═══ DATOS DE ENTRADA

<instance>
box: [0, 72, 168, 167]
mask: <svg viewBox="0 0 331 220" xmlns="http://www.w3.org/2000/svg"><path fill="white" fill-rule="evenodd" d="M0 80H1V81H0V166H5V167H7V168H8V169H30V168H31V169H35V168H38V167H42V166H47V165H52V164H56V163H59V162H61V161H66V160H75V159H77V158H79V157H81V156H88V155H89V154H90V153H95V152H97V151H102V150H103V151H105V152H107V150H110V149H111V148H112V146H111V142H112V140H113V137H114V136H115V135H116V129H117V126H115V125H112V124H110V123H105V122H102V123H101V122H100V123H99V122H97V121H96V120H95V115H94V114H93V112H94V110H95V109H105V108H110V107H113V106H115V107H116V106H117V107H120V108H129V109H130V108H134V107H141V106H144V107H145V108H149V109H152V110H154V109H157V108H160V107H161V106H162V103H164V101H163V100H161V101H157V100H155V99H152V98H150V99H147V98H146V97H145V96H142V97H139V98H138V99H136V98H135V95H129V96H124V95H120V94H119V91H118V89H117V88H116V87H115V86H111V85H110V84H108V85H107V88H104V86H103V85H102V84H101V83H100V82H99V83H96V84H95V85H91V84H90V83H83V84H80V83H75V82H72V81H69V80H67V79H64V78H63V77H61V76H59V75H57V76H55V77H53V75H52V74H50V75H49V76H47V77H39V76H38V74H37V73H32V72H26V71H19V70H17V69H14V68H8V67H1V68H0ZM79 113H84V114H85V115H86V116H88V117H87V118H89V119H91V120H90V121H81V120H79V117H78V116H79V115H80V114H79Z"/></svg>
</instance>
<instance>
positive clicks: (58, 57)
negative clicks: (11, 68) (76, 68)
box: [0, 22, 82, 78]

══════

ENUNCIADO: ¿Puedes transcribir línea por línea, sin cambiar nada, todos los registros de arriba?

SOLUCIÓN:
<instance>
box: [0, 72, 168, 167]
mask: <svg viewBox="0 0 331 220" xmlns="http://www.w3.org/2000/svg"><path fill="white" fill-rule="evenodd" d="M0 80H1V81H0V166H5V167H7V168H8V169H30V168H31V169H35V168H38V167H42V166H47V165H52V164H56V163H59V162H61V161H66V160H75V159H77V158H79V157H81V156H88V155H89V154H90V153H95V152H97V151H102V150H103V151H105V152H107V150H110V149H111V148H112V146H111V142H112V140H113V137H114V136H115V135H116V129H117V126H115V125H112V124H110V123H105V122H102V123H101V122H100V123H99V122H97V121H96V120H95V115H94V114H93V112H94V110H95V109H105V108H110V107H113V106H115V107H116V106H117V107H120V108H129V109H130V108H134V107H141V106H144V107H145V108H149V109H152V110H154V109H157V108H160V107H161V106H162V103H164V101H163V100H161V101H157V100H155V99H152V98H150V99H147V98H146V97H145V96H142V97H139V98H138V99H136V98H135V95H129V96H124V95H120V94H119V91H118V89H117V88H116V87H115V86H111V85H110V84H108V85H107V88H104V86H103V85H102V84H101V83H100V82H99V83H96V84H95V85H91V84H90V83H83V84H80V83H75V82H72V81H69V80H67V79H64V78H63V77H61V76H59V75H57V76H55V77H53V75H52V74H50V75H49V76H47V77H39V76H38V74H37V73H32V72H26V71H19V70H17V69H14V68H8V67H1V68H0ZM79 113H84V114H85V115H86V116H88V117H87V118H89V119H91V120H90V121H81V120H79V117H78V116H79V115H80V114H79Z"/></svg>
</instance>
<instance>
positive clicks: (58, 57)
negative clicks: (11, 68) (76, 68)
box: [0, 22, 82, 78]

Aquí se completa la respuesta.